» TASK OBJECTIVE
In the listing below, find the line containing "# mark the region of every instance of the person" and the line containing "glass --coords pixels". Repeat exactly those two lines and every line between them.

+--

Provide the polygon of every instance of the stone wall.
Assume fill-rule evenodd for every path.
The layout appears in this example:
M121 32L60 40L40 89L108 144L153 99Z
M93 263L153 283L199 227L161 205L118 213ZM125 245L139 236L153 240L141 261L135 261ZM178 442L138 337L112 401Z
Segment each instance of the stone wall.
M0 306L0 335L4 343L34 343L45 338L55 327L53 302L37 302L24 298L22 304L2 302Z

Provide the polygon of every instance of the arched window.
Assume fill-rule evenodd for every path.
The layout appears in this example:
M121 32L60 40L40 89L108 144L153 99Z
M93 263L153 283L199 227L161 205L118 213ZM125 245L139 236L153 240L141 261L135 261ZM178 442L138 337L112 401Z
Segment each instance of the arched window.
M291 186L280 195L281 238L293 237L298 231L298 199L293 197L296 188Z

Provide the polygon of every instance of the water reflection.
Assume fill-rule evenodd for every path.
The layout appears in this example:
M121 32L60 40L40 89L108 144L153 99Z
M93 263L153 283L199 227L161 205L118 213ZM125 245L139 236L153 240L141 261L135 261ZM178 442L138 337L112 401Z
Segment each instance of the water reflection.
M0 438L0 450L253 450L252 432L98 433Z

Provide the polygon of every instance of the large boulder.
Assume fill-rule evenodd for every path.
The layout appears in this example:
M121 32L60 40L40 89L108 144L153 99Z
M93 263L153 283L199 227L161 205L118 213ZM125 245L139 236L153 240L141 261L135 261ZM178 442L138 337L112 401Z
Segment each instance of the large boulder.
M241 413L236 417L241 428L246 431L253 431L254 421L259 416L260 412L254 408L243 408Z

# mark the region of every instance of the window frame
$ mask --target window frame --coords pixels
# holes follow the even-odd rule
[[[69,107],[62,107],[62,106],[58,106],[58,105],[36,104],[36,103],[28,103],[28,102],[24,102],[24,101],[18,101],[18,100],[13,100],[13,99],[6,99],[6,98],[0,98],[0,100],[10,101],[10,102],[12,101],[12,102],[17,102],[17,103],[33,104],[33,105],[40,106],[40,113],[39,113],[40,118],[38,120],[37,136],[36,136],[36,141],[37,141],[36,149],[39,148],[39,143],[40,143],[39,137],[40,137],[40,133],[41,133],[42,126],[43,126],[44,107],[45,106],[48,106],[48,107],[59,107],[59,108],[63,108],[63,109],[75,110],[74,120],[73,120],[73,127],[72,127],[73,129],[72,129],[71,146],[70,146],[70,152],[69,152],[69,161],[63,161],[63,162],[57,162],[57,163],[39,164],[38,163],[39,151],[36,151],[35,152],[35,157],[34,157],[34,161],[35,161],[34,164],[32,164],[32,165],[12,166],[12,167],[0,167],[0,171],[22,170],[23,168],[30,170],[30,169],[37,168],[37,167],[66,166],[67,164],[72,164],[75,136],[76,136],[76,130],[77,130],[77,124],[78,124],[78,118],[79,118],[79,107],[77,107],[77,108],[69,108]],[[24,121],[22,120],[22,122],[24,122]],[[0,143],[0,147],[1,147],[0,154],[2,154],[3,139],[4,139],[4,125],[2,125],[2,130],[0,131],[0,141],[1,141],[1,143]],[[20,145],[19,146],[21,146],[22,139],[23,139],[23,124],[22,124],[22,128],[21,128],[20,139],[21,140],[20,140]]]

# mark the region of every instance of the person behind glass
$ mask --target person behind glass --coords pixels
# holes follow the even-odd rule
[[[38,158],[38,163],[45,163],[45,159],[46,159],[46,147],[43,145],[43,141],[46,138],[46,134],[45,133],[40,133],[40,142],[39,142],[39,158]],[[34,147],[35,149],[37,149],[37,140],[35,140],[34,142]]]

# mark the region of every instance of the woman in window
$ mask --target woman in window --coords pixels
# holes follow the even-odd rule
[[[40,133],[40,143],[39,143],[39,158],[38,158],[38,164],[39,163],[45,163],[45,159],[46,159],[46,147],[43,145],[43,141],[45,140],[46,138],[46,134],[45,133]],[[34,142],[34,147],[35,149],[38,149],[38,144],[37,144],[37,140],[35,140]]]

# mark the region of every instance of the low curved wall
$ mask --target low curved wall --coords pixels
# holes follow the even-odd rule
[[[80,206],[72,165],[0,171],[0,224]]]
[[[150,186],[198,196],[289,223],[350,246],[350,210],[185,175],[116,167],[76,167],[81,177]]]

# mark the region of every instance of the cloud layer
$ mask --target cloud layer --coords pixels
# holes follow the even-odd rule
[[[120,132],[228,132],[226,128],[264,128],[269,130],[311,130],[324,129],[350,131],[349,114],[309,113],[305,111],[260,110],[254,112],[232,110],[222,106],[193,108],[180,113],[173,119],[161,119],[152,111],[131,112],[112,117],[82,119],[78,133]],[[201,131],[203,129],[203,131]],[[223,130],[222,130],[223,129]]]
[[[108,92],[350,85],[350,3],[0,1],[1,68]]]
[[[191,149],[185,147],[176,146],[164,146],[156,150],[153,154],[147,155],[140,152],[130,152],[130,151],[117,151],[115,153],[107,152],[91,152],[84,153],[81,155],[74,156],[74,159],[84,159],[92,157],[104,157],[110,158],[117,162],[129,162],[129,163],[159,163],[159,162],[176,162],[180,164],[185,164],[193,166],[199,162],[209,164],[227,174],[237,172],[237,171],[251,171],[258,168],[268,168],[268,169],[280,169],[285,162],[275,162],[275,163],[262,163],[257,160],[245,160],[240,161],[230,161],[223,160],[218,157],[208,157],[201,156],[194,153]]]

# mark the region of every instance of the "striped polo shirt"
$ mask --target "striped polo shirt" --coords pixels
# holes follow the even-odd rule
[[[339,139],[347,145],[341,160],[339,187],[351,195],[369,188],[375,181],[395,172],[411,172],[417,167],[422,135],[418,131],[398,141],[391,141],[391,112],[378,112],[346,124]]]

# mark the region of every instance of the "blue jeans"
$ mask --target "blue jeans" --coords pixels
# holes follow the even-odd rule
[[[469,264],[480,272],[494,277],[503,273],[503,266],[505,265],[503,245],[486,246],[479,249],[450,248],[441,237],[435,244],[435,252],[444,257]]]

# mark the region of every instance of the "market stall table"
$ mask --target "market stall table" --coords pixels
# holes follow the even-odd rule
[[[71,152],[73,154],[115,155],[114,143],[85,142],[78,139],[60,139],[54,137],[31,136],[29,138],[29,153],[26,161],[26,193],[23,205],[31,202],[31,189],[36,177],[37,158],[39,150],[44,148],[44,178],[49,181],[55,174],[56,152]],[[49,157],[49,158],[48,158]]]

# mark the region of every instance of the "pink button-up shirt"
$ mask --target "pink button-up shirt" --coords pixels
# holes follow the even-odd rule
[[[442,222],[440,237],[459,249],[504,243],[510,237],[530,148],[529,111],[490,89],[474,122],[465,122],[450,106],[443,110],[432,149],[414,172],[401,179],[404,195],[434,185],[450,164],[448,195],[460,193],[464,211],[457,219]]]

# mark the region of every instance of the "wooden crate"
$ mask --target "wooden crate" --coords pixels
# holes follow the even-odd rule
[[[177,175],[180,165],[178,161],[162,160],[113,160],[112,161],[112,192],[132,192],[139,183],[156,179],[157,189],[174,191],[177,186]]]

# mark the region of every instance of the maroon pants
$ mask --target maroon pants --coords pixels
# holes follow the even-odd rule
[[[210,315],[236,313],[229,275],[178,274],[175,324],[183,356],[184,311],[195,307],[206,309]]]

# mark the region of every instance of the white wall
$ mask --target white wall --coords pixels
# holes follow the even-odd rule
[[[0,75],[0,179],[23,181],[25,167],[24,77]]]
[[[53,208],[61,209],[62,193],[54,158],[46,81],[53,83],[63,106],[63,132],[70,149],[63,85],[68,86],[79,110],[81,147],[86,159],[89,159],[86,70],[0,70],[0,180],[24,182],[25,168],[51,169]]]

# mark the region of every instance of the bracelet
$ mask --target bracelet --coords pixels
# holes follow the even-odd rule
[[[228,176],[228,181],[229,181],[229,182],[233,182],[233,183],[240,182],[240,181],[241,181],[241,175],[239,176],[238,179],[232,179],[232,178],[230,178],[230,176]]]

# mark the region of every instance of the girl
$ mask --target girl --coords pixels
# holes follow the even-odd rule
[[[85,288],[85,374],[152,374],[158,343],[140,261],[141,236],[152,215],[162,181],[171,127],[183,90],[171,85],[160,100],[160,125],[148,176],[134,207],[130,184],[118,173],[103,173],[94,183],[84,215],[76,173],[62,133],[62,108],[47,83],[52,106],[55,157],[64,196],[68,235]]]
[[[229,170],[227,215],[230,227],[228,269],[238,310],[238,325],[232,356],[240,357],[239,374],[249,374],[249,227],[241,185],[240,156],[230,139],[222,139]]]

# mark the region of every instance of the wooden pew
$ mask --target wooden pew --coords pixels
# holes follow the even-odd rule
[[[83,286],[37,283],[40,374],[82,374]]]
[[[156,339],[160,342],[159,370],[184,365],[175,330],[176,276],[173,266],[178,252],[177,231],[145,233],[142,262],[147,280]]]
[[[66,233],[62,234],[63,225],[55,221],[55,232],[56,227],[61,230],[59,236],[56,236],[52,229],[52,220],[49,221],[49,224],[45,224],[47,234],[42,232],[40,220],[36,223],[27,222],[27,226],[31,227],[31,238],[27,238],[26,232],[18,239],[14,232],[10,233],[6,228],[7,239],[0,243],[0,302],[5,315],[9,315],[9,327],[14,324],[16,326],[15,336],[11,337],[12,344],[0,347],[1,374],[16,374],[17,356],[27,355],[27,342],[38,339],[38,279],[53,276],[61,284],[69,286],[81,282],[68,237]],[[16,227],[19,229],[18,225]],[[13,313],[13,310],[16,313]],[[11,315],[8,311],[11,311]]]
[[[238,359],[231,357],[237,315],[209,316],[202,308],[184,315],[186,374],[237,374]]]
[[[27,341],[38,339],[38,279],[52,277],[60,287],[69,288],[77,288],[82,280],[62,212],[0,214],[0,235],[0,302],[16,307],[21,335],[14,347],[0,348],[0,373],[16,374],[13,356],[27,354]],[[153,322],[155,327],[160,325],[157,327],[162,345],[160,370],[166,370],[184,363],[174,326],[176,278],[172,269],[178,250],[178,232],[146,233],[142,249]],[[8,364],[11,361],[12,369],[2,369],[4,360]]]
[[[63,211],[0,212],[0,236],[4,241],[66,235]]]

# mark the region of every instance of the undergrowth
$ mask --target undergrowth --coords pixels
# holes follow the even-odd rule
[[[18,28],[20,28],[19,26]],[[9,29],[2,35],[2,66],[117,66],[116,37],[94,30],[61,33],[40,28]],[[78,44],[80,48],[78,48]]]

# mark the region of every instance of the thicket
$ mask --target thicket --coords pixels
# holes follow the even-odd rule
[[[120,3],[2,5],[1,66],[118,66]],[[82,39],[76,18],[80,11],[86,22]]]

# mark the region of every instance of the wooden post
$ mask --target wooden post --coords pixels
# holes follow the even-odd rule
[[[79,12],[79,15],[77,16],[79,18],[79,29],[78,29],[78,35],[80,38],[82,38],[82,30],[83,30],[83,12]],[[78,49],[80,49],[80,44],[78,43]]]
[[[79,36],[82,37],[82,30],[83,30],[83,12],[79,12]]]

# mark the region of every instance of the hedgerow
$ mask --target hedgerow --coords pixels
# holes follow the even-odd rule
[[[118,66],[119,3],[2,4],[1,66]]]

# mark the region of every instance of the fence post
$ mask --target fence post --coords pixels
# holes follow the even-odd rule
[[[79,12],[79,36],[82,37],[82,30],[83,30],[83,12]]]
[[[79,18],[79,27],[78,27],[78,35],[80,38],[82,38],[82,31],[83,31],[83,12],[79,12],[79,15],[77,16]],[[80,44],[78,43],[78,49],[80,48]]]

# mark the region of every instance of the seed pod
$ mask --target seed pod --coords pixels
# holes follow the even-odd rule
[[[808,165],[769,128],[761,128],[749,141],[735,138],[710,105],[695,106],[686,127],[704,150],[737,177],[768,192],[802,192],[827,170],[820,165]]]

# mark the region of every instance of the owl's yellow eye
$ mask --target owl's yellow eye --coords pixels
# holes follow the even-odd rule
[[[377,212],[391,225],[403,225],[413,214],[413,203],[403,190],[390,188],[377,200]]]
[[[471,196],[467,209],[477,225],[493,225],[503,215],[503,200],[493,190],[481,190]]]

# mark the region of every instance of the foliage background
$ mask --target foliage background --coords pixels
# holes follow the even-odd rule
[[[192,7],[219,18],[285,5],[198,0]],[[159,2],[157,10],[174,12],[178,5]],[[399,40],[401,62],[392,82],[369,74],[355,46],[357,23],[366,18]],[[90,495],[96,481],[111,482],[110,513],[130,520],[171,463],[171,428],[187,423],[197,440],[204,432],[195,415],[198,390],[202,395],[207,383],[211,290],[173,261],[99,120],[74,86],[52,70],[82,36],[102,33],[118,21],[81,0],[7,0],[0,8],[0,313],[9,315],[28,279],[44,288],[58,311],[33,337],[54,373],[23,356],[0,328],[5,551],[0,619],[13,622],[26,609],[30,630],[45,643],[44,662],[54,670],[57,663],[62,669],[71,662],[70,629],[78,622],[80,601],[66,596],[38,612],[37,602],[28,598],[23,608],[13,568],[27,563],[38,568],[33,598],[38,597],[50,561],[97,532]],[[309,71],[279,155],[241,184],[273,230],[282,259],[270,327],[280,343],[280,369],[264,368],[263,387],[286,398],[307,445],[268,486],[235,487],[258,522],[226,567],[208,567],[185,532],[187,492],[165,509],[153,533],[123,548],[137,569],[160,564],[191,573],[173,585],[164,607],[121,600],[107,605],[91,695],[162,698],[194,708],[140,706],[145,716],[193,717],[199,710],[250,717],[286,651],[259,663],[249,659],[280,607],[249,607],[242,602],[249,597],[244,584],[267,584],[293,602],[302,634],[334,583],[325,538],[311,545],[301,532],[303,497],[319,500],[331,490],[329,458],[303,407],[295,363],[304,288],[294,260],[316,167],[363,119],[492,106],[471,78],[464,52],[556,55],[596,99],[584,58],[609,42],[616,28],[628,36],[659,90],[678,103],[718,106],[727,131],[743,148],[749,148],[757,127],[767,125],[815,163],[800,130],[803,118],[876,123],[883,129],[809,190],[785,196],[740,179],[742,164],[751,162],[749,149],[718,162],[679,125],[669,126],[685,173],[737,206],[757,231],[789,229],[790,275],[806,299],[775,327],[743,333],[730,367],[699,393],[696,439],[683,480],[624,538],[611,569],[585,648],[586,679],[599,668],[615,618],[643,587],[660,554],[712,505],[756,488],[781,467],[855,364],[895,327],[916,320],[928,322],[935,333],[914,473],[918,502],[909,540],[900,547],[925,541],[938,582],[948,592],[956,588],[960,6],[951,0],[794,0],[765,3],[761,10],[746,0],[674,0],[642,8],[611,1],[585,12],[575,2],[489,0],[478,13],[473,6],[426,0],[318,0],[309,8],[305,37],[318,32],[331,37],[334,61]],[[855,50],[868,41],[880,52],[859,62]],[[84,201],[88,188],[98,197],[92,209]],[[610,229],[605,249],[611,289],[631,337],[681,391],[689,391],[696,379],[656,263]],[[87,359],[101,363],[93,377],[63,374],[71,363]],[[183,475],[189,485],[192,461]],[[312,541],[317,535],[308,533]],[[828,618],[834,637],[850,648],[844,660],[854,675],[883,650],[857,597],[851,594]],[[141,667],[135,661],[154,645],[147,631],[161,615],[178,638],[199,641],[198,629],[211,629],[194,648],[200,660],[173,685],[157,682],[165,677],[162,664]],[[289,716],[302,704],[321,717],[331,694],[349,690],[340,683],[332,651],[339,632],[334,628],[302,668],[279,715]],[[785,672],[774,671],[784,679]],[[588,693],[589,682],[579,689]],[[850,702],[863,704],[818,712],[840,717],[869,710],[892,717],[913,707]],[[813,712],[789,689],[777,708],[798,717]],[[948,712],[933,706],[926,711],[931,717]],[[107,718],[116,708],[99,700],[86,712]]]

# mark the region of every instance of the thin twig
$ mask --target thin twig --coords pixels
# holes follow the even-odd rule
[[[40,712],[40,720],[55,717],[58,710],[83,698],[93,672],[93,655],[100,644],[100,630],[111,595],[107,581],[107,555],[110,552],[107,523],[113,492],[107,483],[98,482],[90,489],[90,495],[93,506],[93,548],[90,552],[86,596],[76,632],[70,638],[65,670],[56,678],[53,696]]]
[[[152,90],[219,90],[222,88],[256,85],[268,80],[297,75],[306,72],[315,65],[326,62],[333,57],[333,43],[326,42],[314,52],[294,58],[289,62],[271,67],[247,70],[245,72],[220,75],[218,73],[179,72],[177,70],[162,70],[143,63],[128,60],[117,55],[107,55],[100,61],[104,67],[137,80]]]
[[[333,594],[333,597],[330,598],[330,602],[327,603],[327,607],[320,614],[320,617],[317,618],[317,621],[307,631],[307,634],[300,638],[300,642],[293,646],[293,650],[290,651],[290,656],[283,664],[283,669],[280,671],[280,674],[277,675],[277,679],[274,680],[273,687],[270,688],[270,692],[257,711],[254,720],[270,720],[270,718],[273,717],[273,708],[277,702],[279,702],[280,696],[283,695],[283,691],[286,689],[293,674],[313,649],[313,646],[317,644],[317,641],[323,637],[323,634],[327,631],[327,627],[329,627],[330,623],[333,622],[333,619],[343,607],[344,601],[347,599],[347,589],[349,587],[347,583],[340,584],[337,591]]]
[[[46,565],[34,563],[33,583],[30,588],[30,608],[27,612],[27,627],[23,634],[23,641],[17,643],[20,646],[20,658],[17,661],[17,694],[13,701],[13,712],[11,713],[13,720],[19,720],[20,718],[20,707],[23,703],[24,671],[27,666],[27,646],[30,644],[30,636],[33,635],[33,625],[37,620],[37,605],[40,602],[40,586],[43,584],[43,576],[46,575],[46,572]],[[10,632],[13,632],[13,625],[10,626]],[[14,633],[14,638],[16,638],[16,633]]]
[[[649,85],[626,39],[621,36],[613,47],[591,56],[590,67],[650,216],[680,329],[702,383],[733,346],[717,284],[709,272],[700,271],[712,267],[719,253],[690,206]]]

+--

» TASK ANSWER
# mark the region of every instance of the person behind glass
$ mask --target person behind glass --coords pixels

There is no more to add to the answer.